begin Listed entries

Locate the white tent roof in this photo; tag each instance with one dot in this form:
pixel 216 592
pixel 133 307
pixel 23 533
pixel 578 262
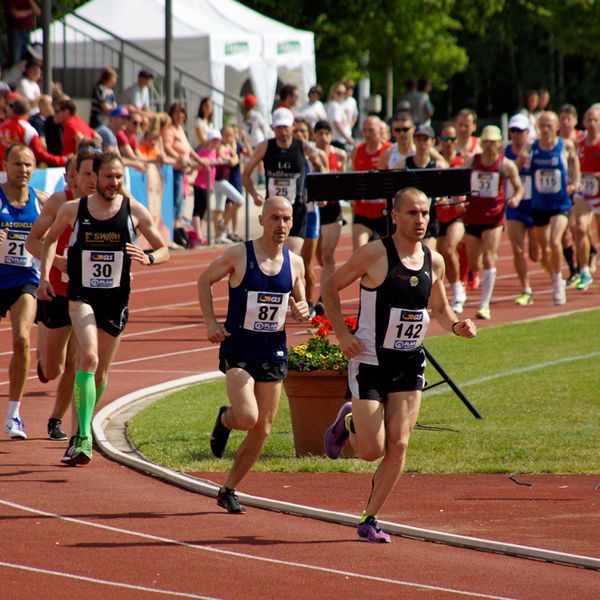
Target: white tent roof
pixel 219 41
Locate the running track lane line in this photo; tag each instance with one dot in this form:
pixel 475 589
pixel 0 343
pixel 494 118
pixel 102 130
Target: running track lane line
pixel 127 586
pixel 251 557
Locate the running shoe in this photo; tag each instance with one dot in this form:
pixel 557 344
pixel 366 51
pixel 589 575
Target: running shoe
pixel 337 435
pixel 457 307
pixel 81 452
pixel 41 375
pixel 66 459
pixel 585 280
pixel 55 431
pixel 15 428
pixel 559 295
pixel 484 313
pixel 220 435
pixel 228 500
pixel 368 531
pixel 525 299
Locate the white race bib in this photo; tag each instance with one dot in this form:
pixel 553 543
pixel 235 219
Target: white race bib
pixel 101 270
pixel 486 183
pixel 266 311
pixel 283 186
pixel 509 190
pixel 406 329
pixel 590 185
pixel 547 181
pixel 13 252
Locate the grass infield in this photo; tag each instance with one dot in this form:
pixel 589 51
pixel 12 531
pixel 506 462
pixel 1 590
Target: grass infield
pixel 535 383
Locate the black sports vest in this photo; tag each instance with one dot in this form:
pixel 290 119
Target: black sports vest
pixel 97 259
pixel 284 170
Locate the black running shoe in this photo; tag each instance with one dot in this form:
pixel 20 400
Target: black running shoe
pixel 228 500
pixel 67 458
pixel 55 431
pixel 220 435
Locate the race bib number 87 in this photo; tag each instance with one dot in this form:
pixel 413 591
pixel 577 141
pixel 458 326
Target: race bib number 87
pixel 265 311
pixel 406 329
pixel 101 270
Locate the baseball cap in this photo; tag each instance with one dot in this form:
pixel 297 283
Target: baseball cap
pixel 11 96
pixel 519 121
pixel 120 111
pixel 282 117
pixel 249 101
pixel 425 130
pixel 491 133
pixel 213 134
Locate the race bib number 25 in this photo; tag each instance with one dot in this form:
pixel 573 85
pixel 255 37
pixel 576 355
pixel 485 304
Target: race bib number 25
pixel 266 311
pixel 406 329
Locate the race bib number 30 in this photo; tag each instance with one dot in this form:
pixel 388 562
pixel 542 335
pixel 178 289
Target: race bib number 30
pixel 547 181
pixel 406 329
pixel 265 311
pixel 101 270
pixel 485 183
pixel 13 252
pixel 282 186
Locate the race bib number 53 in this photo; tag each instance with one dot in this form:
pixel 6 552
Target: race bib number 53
pixel 265 311
pixel 101 270
pixel 406 329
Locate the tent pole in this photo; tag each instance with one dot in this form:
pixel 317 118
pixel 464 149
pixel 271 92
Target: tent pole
pixel 168 91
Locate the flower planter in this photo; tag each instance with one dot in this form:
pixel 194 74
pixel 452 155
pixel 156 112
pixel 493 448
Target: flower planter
pixel 315 398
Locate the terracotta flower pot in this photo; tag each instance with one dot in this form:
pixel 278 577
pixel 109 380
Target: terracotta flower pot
pixel 315 398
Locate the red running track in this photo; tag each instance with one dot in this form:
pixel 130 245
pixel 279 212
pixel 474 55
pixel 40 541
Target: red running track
pixel 109 532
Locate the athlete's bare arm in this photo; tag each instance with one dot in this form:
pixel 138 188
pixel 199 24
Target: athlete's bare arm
pixel 365 264
pixel 232 264
pixel 512 174
pixel 65 217
pixel 35 239
pixel 256 158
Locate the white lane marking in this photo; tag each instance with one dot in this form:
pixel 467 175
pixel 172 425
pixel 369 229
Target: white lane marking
pixel 252 557
pixel 127 586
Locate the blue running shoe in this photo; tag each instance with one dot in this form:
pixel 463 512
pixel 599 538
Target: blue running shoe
pixel 337 435
pixel 368 531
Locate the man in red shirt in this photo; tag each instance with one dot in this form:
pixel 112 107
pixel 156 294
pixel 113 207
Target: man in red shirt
pixel 17 130
pixel 75 128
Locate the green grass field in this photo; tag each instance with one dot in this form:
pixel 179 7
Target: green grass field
pixel 536 384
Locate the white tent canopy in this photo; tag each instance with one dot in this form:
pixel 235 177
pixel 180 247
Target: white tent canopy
pixel 218 41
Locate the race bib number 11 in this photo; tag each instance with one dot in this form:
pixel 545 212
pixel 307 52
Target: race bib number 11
pixel 101 270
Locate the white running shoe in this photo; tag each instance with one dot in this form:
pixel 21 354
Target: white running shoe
pixel 559 295
pixel 15 428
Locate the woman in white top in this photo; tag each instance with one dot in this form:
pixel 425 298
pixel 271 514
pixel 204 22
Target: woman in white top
pixel 204 120
pixel 313 110
pixel 336 115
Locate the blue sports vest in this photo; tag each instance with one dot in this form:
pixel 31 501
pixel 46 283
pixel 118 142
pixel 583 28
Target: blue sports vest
pixel 257 311
pixel 17 266
pixel 549 178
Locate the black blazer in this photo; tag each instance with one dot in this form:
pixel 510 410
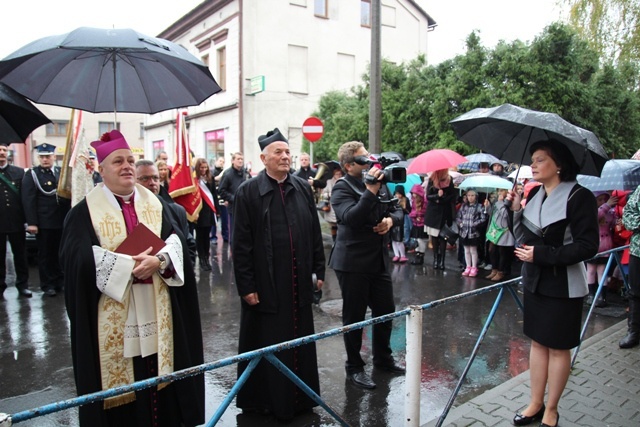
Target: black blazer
pixel 10 202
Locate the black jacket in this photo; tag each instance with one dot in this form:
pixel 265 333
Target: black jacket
pixel 561 247
pixel 358 248
pixel 231 180
pixel 10 200
pixel 440 210
pixel 47 211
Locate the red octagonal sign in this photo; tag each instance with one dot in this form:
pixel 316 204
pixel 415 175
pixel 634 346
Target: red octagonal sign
pixel 312 129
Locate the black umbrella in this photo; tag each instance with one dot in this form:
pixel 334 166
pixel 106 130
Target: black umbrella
pixel 507 131
pixel 18 117
pixel 104 70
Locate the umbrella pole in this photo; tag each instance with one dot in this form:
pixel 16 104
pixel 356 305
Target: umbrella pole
pixel 115 106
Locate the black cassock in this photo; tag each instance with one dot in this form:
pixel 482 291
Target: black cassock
pixel 179 402
pixel 267 389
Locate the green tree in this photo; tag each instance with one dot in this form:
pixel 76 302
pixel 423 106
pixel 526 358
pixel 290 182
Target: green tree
pixel 612 27
pixel 558 72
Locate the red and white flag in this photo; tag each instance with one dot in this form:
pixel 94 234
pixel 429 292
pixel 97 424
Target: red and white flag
pixel 183 187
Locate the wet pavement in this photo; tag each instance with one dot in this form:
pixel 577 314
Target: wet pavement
pixel 35 360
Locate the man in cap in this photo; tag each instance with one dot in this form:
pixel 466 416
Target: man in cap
pixel 277 251
pixel 12 224
pixel 132 316
pixel 45 212
pixel 307 172
pixel 147 176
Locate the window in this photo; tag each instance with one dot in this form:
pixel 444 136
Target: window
pixel 297 69
pixel 320 8
pixel 57 128
pixel 365 13
pixel 222 68
pixel 104 127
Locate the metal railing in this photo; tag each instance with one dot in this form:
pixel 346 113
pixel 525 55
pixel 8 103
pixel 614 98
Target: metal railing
pixel 413 358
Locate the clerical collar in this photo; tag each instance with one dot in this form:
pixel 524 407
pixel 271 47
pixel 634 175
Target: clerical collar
pixel 126 198
pixel 279 181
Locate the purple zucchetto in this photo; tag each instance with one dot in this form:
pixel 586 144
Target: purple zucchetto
pixel 108 143
pixel 271 136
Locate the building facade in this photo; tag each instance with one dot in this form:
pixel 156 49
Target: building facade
pixel 274 60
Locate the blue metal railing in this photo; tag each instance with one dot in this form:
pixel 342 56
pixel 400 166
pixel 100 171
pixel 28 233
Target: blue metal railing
pixel 253 357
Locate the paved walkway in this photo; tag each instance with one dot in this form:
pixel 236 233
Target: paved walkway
pixel 603 390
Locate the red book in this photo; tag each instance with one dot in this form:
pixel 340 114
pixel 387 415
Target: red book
pixel 139 241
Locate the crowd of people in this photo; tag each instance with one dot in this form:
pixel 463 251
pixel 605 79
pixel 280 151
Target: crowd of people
pixel 128 255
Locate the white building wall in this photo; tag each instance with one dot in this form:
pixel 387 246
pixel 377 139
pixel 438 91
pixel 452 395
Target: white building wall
pixel 301 56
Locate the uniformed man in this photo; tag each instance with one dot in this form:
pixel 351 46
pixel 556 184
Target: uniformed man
pixel 45 212
pixel 12 224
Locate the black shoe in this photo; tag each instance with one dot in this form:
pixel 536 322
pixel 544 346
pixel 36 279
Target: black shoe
pixel 362 380
pixel 630 340
pixel 393 368
pixel 522 420
pixel 556 424
pixel 24 292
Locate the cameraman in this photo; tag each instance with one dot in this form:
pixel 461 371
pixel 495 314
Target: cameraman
pixel 360 258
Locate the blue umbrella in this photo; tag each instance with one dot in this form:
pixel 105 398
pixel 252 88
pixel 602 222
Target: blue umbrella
pixel 474 160
pixel 485 183
pixel 617 174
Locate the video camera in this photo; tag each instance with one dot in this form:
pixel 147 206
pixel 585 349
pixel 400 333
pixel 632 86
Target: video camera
pixel 394 175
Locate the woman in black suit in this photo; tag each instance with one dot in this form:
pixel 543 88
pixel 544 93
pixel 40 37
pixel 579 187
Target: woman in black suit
pixel 441 196
pixel 555 233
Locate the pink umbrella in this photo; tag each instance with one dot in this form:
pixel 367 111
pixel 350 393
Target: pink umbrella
pixel 432 160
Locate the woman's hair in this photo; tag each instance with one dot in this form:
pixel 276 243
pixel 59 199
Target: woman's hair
pixel 206 176
pixel 561 155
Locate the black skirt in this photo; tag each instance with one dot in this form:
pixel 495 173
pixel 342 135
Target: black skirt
pixel 553 322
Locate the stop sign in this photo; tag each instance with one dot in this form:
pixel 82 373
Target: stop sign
pixel 312 129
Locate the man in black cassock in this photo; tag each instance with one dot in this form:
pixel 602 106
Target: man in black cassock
pixel 132 317
pixel 277 248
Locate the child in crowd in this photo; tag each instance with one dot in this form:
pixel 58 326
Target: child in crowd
pixel 397 231
pixel 595 267
pixel 418 208
pixel 470 217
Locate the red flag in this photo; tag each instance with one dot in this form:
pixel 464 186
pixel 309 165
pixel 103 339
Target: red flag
pixel 183 187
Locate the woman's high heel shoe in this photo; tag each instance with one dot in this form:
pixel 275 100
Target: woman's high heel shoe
pixel 547 425
pixel 523 420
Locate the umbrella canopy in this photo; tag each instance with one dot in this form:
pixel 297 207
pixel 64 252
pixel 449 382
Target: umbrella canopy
pixel 18 117
pixel 433 160
pixel 616 175
pixel 108 70
pixel 523 172
pixel 507 131
pixel 485 183
pixel 474 160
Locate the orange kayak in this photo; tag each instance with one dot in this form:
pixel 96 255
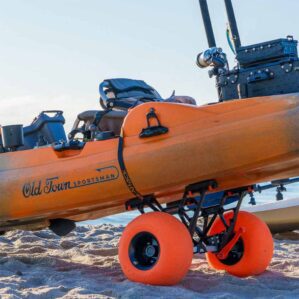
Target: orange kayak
pixel 237 143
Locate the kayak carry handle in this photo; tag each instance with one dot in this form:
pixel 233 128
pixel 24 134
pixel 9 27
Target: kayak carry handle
pixel 151 131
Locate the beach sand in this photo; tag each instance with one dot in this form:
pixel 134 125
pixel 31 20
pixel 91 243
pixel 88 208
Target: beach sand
pixel 84 264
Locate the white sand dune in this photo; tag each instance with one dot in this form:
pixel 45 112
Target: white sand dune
pixel 84 265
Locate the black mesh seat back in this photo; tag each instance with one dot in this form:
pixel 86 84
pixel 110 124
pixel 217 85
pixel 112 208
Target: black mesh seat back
pixel 129 88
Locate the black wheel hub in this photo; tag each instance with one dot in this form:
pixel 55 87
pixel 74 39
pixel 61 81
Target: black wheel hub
pixel 144 251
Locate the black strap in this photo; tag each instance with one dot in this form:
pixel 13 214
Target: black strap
pixel 124 170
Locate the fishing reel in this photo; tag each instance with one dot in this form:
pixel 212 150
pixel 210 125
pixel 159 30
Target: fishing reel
pixel 215 58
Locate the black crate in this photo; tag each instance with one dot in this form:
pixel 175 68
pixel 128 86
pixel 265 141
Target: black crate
pixel 280 77
pixel 267 52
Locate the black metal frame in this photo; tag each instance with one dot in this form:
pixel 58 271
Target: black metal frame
pixel 192 203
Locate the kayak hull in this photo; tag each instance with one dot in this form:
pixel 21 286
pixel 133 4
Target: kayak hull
pixel 236 143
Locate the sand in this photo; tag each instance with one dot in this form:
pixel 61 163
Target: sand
pixel 84 265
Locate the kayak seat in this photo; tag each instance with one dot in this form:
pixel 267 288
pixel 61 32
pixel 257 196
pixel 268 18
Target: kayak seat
pixel 86 123
pixel 122 93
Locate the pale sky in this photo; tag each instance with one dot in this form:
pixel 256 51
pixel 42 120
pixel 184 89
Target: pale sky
pixel 54 53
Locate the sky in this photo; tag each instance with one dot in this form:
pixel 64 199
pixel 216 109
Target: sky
pixel 54 53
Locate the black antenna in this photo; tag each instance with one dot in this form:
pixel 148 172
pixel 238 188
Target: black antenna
pixel 232 23
pixel 207 23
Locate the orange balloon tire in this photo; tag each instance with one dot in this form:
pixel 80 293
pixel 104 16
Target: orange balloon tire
pixel 257 246
pixel 175 248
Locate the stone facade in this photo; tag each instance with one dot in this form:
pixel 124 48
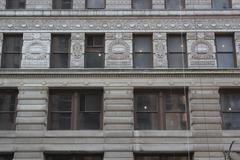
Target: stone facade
pixel 118 140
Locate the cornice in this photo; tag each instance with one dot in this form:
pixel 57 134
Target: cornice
pixel 119 73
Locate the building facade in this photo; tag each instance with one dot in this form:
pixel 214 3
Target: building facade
pixel 119 79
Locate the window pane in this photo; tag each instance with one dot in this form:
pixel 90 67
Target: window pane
pixel 89 120
pixel 11 60
pixel 94 60
pixel 146 103
pixel 15 4
pixel 221 4
pixel 61 102
pixel 147 121
pixel 224 43
pixel 177 60
pixel 7 121
pixel 225 60
pixel 231 121
pixel 142 4
pixel 142 44
pixel 230 102
pixel 59 60
pixel 176 43
pixel 143 60
pixel 174 4
pixel 95 3
pixel 61 121
pixel 175 103
pixel 90 103
pixel 176 121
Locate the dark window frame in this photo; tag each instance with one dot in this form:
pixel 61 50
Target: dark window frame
pixel 161 106
pixel 183 6
pixel 75 106
pixel 132 6
pixel 4 52
pixel 150 53
pixel 86 5
pixel 14 92
pixel 230 6
pixel 234 54
pixel 55 8
pixel 183 52
pixel 222 92
pixel 7 7
pixel 60 53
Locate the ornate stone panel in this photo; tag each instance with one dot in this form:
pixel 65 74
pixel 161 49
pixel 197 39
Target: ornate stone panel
pixel 77 50
pixel 118 50
pixel 160 50
pixel 36 50
pixel 201 51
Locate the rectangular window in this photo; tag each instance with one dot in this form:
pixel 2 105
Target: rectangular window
pixel 230 104
pixel 94 56
pixel 160 109
pixel 221 4
pixel 74 157
pixel 12 50
pixel 8 103
pixel 173 156
pixel 15 4
pixel 62 4
pixel 225 51
pixel 142 4
pixel 75 109
pixel 175 4
pixel 60 48
pixel 142 56
pixel 95 4
pixel 176 46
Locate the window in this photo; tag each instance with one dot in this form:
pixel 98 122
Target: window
pixel 62 4
pixel 12 49
pixel 173 156
pixel 160 109
pixel 175 4
pixel 75 109
pixel 225 51
pixel 60 49
pixel 176 46
pixel 95 4
pixel 221 4
pixel 142 56
pixel 74 157
pixel 142 4
pixel 230 104
pixel 15 4
pixel 94 56
pixel 6 156
pixel 8 103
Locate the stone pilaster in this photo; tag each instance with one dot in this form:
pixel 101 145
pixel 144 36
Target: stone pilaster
pixel 2 4
pixel 77 50
pixel 237 45
pixel 79 4
pixel 36 50
pixel 118 123
pixel 32 108
pixel 118 50
pixel 160 50
pixel 1 45
pixel 41 5
pixel 201 50
pixel 206 123
pixel 117 4
pixel 158 4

end Listed entries

## Work to complete
Print the line containing "Locate the stone pilaster" and every line after it to the end of the records above, exactly as written, and nothing else.

## Result of the task
Locate the stone pilaster in this photo; tag each instance with one dot in this form:
pixel 101 145
pixel 144 36
Target: stone pilaster
pixel 2 4
pixel 77 50
pixel 237 45
pixel 79 4
pixel 36 50
pixel 118 123
pixel 32 108
pixel 118 50
pixel 160 50
pixel 1 45
pixel 41 5
pixel 201 50
pixel 206 123
pixel 117 4
pixel 158 4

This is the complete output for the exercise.